Así, actos cotidianos como lavar, planchar, limpiar y fregar, además de haber sido transformados (los jabones y detergentes de vegetales, las escobas de plástico obtenido luego del derretimiento de cosas inimaginables no son materia de mi conocimiento ya que me limitaba a conseguirlos una vez hechos), ocupaban la mayor parte del tiempo que quedaba libre luego del arduo proceso de conseguir el alimento básico.

“Fue entonces que se me ocurrió darles el nombre de alguien a quien designé responsable de cuanto invento existe en el mundo: Juana Pérez”.

Una de las preguntas que más temía era “¿quién inventó…?” Porque podía ser el vidrio, el telescopio, el reloj de arena o la ducha. Otra era la clásica “¿por qué?”, donde esperaba cualquier cosa, por muy disparatada que fuera. ¿Por qué los lobos tienen venas? ¿Por qué los delfines están tristes? ¿Por qué se enrosca el cable del teléfono? ¿Por qué los fantasmas salen de noche, por qué se tapan con sábanas y por qué si son blancas no los podemos ver?

Fue entonces que se me ocurrió darles el nombre de alguien a quien designé responsable de cuanto invento existe en el mundo: Juana Pérez. La contundencia de mi respuesta los mantuvo apaciguados durante un tiempo en que me sentí profanadora, espantosamente mal sabiendo el daño que les estaba provocando, pero sin mayores opciones a mi alcance. Una de dos: o abandonaba el vertiginoso proceso de lograr la supervivencia biológica de mis hijos para dedicarme a la educación cultural de ellos, o hacía lo contrario. Obviamente, escogí el primero de esos dos caminos: el de la comida, y mentí para ganar tiempo. ¿Tiene esta mentira relación con el momento que vivíamos?

“De repente, Juana Pérez había inventado el café, descubierto la Osa Mayor, configurado las estructuras de los aviones, de los cohetes, de los trasatlánticos, había viajado en dirigibles, diseñado escopetas, creado el rock and roll y pisado la Luna luego de bailar alrededor de Saturno”.

Creo que sí. En otras circunstancias, habría dispuesto de paciencia, de lecturas adecuadas, amenas e instructivas y de mi memoria para enseñarlos adecuadamente. La vida es una constante elección, y los preferí nutridos y sanos confiando en que ya habría momento para corregir los baches que les provocaba a través de la omnipotente y eterna Juana Pérez. Esta señora vino a salvarme; era más capaz y sabia que Dios todopoderoso.

+--

Acciones requeridas:
1 > ¿A quién se designa en el fragmento sobre Juana Pérez como responsable de cuanto invento existe en el mundo?
2 > Transcribe sin cambios la parte del fragmento sobre Juana Pérez que comienza con las palabras que contienen "Así, actos cotidianos" y cierra con "el alimento básico.".

Material proporcionado:
+--

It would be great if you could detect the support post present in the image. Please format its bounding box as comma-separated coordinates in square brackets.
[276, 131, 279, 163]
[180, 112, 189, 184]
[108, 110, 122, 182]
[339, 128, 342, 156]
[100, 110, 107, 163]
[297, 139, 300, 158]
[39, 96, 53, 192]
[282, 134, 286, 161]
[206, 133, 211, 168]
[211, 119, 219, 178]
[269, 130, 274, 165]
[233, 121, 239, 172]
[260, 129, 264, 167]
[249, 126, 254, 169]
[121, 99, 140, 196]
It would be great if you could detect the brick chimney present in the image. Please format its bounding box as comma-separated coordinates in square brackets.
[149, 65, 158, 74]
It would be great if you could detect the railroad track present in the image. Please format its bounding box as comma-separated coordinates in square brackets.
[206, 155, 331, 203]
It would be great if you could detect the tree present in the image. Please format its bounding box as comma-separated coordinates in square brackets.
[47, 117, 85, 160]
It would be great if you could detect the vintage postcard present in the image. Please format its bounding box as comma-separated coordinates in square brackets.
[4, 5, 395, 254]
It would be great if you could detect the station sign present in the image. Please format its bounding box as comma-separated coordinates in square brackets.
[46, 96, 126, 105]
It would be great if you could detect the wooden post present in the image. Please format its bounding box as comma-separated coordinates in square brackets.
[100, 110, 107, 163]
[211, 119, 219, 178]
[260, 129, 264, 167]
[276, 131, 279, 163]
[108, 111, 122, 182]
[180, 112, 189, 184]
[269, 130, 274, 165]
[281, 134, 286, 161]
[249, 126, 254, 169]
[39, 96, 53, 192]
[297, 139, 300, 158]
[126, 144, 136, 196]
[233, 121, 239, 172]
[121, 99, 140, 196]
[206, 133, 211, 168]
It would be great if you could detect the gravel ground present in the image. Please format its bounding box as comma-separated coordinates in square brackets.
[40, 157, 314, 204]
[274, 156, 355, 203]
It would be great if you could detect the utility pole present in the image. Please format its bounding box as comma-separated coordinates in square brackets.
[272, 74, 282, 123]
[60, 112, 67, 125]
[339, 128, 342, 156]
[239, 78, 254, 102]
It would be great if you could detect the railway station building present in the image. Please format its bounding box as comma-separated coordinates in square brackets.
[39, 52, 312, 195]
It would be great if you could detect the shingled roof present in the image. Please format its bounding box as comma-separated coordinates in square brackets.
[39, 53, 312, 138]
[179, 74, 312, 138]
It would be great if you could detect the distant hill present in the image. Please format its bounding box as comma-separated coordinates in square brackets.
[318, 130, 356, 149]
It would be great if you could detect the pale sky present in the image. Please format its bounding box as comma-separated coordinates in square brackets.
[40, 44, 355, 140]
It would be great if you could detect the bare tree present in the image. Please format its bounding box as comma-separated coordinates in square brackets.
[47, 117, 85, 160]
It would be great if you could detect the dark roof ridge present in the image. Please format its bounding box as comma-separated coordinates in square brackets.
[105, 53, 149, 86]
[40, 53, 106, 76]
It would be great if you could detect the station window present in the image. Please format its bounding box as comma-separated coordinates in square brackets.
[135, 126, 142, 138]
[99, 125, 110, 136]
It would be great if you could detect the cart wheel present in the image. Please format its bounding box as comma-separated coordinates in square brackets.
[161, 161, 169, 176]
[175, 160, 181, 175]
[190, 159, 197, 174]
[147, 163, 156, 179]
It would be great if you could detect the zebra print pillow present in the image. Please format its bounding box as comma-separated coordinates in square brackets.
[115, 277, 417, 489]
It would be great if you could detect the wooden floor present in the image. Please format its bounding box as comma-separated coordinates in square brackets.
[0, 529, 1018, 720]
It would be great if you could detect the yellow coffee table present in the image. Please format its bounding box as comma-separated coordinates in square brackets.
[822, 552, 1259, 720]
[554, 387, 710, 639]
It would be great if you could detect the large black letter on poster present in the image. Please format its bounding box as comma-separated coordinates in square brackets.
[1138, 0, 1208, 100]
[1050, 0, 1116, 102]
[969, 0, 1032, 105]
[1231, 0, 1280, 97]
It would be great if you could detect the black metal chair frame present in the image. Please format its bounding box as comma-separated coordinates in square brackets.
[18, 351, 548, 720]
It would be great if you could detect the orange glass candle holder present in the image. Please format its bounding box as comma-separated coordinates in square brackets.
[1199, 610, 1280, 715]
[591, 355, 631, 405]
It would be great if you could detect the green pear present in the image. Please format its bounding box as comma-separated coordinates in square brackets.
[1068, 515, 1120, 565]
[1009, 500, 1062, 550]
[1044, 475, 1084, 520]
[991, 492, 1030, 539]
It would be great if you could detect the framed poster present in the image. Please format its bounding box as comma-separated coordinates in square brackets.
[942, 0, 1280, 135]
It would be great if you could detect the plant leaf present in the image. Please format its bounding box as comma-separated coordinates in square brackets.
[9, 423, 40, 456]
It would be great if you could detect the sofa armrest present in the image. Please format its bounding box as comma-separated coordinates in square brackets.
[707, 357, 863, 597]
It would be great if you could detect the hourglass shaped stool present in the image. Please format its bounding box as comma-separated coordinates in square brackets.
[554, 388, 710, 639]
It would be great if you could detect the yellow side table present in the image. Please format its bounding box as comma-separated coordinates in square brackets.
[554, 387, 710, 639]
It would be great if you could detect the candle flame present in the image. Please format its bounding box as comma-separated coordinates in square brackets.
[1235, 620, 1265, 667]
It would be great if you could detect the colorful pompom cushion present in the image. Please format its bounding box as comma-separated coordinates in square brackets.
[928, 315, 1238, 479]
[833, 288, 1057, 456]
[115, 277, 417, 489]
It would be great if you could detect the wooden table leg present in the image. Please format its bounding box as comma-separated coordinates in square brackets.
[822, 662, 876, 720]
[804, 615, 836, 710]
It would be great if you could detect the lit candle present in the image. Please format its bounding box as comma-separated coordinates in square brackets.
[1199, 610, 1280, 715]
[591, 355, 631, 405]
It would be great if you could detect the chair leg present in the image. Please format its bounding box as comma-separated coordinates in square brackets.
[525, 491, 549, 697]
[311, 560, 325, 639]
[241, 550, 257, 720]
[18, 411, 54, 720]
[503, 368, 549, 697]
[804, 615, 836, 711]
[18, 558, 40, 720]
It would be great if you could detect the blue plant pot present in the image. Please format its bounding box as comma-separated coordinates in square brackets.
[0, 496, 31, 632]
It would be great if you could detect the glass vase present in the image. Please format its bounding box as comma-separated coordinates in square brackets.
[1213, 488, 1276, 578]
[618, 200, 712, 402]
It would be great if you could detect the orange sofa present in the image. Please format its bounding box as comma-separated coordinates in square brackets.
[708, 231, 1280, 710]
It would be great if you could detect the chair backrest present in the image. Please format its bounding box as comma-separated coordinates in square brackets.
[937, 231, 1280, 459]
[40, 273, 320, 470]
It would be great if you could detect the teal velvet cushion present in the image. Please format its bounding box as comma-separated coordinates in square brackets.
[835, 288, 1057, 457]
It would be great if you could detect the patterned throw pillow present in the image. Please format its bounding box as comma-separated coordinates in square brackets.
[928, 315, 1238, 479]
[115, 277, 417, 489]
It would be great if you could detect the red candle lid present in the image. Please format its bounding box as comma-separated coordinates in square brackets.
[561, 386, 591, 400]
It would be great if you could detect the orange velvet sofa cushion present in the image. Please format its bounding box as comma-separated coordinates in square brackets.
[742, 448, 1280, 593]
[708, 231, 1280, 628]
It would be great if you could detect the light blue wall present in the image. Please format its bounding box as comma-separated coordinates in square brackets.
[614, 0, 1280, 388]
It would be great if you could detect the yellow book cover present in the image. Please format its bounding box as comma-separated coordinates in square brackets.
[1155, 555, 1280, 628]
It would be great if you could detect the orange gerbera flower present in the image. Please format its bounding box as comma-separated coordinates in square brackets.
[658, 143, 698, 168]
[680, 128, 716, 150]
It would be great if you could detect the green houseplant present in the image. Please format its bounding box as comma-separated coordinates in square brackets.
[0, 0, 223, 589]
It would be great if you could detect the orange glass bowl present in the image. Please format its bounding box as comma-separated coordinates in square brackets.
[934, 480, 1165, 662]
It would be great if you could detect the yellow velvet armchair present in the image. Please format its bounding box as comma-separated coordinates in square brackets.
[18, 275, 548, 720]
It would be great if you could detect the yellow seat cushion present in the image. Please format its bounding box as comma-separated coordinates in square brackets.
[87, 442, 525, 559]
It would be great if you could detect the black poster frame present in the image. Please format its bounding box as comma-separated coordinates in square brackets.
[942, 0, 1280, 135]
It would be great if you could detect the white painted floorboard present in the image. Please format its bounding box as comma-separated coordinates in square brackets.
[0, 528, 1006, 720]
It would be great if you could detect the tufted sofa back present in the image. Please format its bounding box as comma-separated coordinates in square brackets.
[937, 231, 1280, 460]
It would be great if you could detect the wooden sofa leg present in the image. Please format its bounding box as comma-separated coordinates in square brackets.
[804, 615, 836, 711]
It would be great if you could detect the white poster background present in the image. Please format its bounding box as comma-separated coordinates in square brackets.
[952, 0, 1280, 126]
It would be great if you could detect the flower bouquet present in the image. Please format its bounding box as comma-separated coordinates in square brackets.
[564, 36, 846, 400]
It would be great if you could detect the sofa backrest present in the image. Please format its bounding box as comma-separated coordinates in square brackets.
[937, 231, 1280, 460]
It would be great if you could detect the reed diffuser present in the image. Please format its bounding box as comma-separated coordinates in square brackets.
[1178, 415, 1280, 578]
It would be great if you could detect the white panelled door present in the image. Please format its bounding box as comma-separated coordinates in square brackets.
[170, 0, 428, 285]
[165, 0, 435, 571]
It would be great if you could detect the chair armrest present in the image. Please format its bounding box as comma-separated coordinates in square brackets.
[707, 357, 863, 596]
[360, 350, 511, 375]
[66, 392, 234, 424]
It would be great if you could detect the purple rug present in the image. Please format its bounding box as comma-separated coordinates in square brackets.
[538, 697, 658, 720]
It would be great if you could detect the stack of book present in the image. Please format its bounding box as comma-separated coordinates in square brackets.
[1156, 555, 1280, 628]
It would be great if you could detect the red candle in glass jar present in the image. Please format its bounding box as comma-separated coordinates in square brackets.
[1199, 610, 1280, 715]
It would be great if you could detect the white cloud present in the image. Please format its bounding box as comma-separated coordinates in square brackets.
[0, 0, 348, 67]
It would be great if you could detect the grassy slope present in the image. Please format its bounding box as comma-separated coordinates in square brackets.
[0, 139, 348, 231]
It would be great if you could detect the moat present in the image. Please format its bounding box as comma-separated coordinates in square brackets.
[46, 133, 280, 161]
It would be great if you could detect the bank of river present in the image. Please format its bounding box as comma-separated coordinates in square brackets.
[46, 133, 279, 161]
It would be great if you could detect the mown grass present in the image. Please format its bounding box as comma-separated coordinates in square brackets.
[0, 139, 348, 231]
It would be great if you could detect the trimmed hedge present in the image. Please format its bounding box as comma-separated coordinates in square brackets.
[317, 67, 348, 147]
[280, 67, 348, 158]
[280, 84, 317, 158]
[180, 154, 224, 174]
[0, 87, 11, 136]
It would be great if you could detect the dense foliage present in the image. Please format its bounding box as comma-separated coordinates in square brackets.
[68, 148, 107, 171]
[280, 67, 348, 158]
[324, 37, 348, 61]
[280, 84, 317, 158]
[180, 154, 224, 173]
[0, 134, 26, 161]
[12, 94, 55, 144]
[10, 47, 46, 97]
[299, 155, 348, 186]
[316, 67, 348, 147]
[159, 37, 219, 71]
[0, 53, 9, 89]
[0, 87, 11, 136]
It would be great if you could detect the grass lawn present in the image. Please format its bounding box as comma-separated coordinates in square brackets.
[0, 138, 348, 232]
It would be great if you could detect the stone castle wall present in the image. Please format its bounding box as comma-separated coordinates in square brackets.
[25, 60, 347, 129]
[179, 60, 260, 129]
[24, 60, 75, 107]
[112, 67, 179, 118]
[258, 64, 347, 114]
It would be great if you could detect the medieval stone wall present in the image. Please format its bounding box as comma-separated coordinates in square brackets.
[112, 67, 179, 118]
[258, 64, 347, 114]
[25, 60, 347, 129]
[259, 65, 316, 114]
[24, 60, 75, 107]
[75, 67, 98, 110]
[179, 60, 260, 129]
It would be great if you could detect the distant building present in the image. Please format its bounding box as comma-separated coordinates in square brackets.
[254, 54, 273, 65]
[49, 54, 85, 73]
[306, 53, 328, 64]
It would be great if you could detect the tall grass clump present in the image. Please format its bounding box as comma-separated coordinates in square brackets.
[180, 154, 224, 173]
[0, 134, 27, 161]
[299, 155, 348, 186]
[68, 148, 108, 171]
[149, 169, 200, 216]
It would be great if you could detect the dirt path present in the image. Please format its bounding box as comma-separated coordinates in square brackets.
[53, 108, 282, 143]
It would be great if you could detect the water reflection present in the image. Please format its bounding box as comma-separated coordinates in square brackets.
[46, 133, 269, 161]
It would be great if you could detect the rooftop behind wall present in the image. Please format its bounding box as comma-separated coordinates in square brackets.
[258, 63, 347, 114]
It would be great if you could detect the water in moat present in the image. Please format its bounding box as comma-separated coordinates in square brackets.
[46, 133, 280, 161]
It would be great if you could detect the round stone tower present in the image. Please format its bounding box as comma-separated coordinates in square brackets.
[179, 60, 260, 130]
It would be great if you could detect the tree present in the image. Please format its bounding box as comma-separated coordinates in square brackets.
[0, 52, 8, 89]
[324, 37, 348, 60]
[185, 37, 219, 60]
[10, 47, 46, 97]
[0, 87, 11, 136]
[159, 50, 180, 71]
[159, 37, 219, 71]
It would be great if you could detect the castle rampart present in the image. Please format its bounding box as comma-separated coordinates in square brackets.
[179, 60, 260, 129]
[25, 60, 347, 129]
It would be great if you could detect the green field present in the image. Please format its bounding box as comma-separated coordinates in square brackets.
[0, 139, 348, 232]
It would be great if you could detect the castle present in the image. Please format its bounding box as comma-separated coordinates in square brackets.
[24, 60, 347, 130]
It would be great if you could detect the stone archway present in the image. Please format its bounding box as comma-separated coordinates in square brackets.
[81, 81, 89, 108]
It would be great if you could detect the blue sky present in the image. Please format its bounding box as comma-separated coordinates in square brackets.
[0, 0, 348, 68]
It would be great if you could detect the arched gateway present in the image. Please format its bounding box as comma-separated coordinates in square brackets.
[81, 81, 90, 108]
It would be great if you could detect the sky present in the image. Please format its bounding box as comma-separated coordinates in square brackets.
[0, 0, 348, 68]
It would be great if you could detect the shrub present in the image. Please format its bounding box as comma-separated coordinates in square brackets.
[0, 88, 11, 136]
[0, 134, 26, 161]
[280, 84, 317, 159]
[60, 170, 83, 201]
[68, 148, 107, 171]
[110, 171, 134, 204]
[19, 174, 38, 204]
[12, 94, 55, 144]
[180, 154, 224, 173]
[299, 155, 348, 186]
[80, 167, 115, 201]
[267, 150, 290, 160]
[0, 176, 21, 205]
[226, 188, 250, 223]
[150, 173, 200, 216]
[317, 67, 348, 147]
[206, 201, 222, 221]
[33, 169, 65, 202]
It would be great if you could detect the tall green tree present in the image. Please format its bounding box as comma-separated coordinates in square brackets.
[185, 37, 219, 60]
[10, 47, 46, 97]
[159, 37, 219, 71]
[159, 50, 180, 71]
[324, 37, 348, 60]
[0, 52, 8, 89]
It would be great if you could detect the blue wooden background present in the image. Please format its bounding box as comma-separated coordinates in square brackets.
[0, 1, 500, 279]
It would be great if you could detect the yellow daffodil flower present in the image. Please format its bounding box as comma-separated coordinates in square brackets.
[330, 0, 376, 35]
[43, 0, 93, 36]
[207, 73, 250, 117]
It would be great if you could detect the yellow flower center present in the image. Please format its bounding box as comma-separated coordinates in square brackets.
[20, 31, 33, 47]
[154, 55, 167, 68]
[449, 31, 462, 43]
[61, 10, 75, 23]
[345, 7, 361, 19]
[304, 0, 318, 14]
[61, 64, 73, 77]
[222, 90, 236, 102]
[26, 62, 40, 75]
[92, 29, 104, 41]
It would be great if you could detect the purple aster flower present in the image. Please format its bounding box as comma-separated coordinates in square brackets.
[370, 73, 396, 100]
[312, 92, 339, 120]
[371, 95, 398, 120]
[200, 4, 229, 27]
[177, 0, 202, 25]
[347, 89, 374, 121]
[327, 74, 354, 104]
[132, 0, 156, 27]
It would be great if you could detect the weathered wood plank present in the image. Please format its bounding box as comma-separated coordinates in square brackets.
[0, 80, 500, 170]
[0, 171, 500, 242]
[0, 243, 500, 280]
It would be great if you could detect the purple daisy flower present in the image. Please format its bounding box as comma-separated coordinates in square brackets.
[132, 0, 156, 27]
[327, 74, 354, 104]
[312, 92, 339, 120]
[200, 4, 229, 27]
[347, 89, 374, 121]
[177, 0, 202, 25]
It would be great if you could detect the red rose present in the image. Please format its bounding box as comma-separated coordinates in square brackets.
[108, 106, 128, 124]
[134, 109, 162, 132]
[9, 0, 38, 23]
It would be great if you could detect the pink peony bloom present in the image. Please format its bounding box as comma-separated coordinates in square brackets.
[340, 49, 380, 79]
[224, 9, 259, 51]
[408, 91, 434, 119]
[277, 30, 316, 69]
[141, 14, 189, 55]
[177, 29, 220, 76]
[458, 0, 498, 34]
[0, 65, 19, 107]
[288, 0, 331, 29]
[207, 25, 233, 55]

+--

Respuestas desarrolladas:
1 > A Juana Pérez.

2 >
Así, actos cotidianos como lavar, planchar, limpiar y fregar, además de haber sido transformados (los jabones y detergentes de vegetales, las escobas de plástico obtenido luego del derretimiento de cosas inimaginables no son materia de mi conocimiento ya que me limitaba a conseguirlos una vez hechos), ocupaban la mayor parte del tiempo que quedaba libre luego del arduo proceso de conseguir el alimento básico.